#### [GIVEN INSTRUCTION]
Using the news story about the TS/UM Social Innovation Challenge, decide whether each statement agrees with it: (a) The challenge received 56 entries. (b) The finalists were chosen through in-person interviews. (c) Health care was one of the key impact areas. For each, answer yes or no and quote the words of the story that settle it.

#### [PASSAGE SHOWN]
▬▬▬▬▬▬▬▬▬▬

News Story
Tavis Smiley and UMD Announce Seven Finalists for $75K Social Innovation Challenge
Broadcaster Tavis Smiley and the University of Maryland have announced seven finalists for the $75,000 TS/UM Social Innovation Challenge.
Announced last summer, the TS/UM Social Innovation Challenge invited aspiring entrepreneurs to develop transformative solutions to affect positive change for individuals and communities across the nation. Entrants were asked to submit innovative ideas targeting the key impact areas of education, hunger, and sustainability. A total of 56 entries were submitted, representing 23 states across the nation, as well as the District of Columbia. The seven finalists were selected based on the executive summaries and videos the entrants created to describe their social innovations.
The TS/UM Social Innovation Challenge finalists are:
- Kamilla Kovacs, BUILD Metro DC (Washington, DC)
BUILD is a targeted four-year entrepreneurship and college readiness program for students that are socio-economically most disadvantaged and academically most disengaged. - Christopher Emdin, Urban Science Education Center (New York, NY)
The Urban Science Education Center targets the challenges of teaching and learning in urban schools, and the need to reduce drop out rates of urban youth, enhance learning outcomes in science, and develop a scientifically literate populace among urban youth. - Derrius Quarles, Million Dollar Scholar (Chicago, IL)

▬▬▬▬▬▬▬▬▬▬

[Point annotation dataset records]

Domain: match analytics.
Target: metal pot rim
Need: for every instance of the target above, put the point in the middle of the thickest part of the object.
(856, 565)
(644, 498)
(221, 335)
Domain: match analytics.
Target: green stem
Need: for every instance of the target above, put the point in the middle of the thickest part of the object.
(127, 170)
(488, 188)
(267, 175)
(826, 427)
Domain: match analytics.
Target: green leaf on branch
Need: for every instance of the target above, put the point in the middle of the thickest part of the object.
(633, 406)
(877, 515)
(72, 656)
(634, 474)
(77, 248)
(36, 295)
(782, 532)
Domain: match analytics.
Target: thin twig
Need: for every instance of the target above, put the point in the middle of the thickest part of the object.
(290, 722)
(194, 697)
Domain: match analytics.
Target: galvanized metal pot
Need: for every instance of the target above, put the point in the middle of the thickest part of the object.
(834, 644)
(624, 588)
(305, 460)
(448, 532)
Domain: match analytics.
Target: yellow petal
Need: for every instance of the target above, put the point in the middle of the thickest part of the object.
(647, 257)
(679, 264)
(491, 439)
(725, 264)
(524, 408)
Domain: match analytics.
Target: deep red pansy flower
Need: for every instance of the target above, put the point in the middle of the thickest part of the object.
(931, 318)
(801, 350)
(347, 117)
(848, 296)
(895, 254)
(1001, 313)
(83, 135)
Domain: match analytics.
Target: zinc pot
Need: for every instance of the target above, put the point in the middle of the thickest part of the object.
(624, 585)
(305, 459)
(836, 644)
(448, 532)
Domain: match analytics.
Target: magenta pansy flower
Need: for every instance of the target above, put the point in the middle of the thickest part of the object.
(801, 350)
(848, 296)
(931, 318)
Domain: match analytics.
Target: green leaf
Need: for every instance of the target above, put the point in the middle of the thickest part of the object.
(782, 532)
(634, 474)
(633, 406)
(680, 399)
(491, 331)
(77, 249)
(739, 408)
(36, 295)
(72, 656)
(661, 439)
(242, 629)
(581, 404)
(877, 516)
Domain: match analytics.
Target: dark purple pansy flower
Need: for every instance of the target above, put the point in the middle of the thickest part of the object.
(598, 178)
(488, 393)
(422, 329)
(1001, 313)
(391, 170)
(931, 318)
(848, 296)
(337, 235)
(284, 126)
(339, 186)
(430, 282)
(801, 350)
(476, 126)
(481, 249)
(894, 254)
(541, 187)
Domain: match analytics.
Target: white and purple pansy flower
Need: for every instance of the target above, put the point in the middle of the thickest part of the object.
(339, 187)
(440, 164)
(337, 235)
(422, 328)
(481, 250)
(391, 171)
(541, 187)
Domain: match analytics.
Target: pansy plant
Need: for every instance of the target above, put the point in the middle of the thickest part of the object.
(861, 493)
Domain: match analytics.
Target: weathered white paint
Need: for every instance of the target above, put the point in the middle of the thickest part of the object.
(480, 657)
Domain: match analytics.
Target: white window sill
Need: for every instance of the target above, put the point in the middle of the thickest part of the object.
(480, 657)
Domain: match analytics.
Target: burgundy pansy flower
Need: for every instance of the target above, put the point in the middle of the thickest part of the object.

▬▬▬▬▬▬▬▬▬▬

#### [THE REPLY]
(a) Yes: "A total of 56 entries were submitted"
(b) No: "The seven finalists were selected based on the executive summaries and videos the entrants created to describe their social innovations."
(c) No: "targeting the key impact areas of education, hunger, and sustainability"